Would you transcribe each entry precisely as it stands, setting aside any images?

****************************************

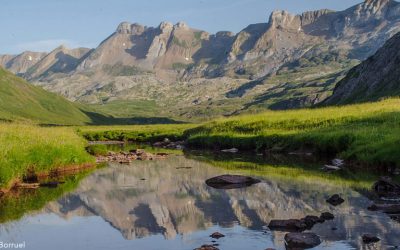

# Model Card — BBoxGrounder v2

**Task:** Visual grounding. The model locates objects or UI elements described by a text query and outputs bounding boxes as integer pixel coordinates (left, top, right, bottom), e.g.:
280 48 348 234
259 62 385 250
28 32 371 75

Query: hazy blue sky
0 0 362 54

****************************************

__COMPLETED EXERCISE__
# Model Card — BBoxGrounder v2

**Task:** Visual grounding. The model locates objects or UI elements described by a text query and outputs bounding boxes as integer pixel coordinates (left, top, right, bottom), e.g.:
280 48 348 234
259 62 385 250
28 32 371 75

Query: hazy blue sky
0 0 362 54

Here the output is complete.